Your tasks.
a: In the impeachment text, how much military assistance had Congress already approved?
b: Update part of the impeachment text: begin at the words "Beyond nailing down" and stop after "of Trump’s collaborators.", with "Energy Secretary" changed to "Secretary of Energy".

Text.
The past two weeks of devastating testimony in the House Intelligence Committee confirmed that Trump demanded that Ukrainian President Zelensky announce investigations of Joe and Hunter Biden and of the 2016 election. Only then would he agree to an Oval Office visit and release $391 million in military assistance Congress had already approved. The powerful testimony of a dozen witnesses left the facts indisputable: Trump used the power of his office to extort political favors from a foreign leader. For his actions, he should be impeached, convicted, and removed from office.

Beyond nailing down the basic facts of the extortion scheme, the testimony established that the effort lasted for months and involved not just Rudy Giuliani and his associates, but numerous actors at the top levels of Trump’s Administration. Ambassador Gordon Sondland, named, among others, Vice President Mike Pence, Secretary of State Mike Pompeo, acting White House Chief of Staff Mick Mulvaney, former National Security Advisor John Bolton, and Energy Secretary Rick Perry as “in the loop” on the scheme. We didn’t learn as much as we should have about their involvement because all have bowed to Trump’s instructions to refuse all cooperation with the impeachment investigation.

The widening field of participants fuels two important questions: 1) how soon to wrap up the investigation, and 2) why there isn’t a parallel criminal investigation of Trump’s collaborators.

1) The first question has been pending since the start of the inquiry. Driven in large measure by the election calendar, the House majority has felt obliged to shape a clean narrative that can produce a prompt vote on articles of impeachment, followed by an expeditious trial in the Senate. That schedule would prevent impeachment from running into and drowning out the Democratic presidential primaries and allow senators up for reelection to hit the campaign trail.

The argument for extending the investigation, however, is stronger. It is clear that the case put on in the Committee so far — regardless how overwhelming — has yet to change public opinion. That has allowed Republicans in both the House and Senate to continue their defense of Trump without paying a political price. The Senate will almost certainly acquit Trump based on the current record, even with the addition of necessary articles of impeachment alleging obstruction of justice and contempt of Congress. Any responsible prosecutor, knowing that a jury will almost certainly not find a defendant guilty on the existing evidence, but knowing that further investigation likely will produce substantially more evidence, would continue the investigation.

While it may be that there is no quantum of evidence that would crack the fact-resistant Republican wall that protects Trump, the odds of making a dent would increase if even more key players submitted to questioning and produced relevant documents. Obtaining testimony and documents might require time-consuming court intervention, but that process could accelerate as courts inevitably reject Trump’s absurd claim of absolute immunity. Internal administration squabbling will motivate some to talk. In addition, more whistleblowers could emerge and more leaks might spring. A prolonged process will keep Trump’s misdeeds in the public spotlight, doubtless provoking him to lash out in ways that clarify his culpability.

While the House must be careful not to overload the system, it should remember that it is speaking to history. Any misdeeds of Trump that are apparent and go unaddressed become acceptable.

Finally, if the Senate acquits Trump quickly, he will have more time to corrupt the upcoming election. Just as he picked up the phone to call President Zelensky the day after Mueller’s poorly received testimony, he will feel similarly unleashed after a Senate acquittal. He solicited help from Russia and Ukraine. If unchecked, he will surely try again. We can hope that he will feel constrained so long as his conduct is under intense scrutiny and impeachment remains in play.

Data excerpt.

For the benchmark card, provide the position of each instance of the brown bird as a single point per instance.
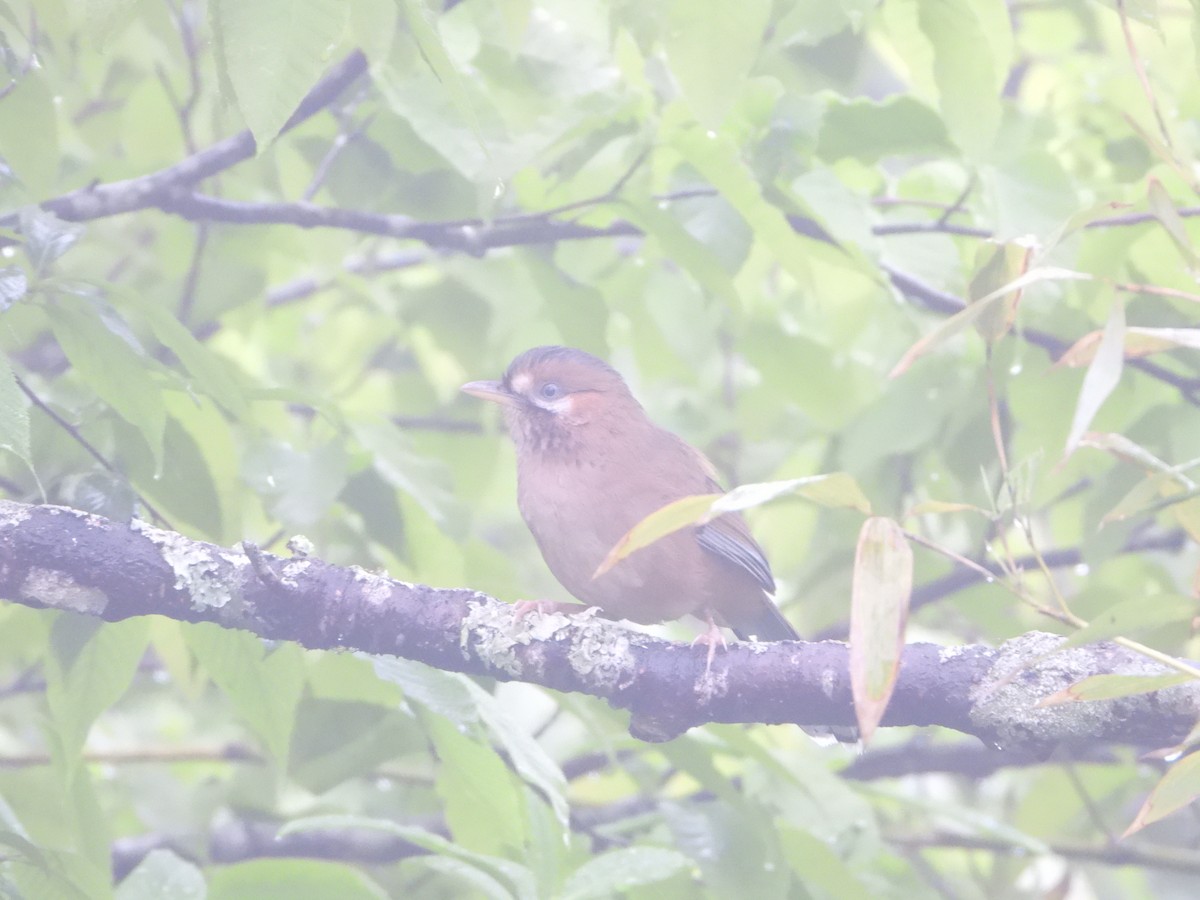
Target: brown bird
(591, 466)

Expected results.
a: $391 million

b:
Beyond nailing down the basic facts of the extortion scheme, the testimony established that the effort lasted for months and involved not just Rudy Giuliani and his associates, but numerous actors at the top levels of Trump’s Administration. Ambassador Gordon Sondland, named, among others, Vice President Mike Pence, Secretary of State Mike Pompeo, acting White House Chief of Staff Mick Mulvaney, former National Security Advisor John Bolton, and Secretary of Energy Rick Perry as “in the loop” on the scheme. We didn’t learn as much as we should have about their involvement because all have bowed to Trump’s instructions to refuse all cooperation with the impeachment investigation.

The widening field of participants fuels two important questions: 1) how soon to wrap up the investigation, and 2) why there isn’t a parallel criminal investigation of Trump’s collaborators.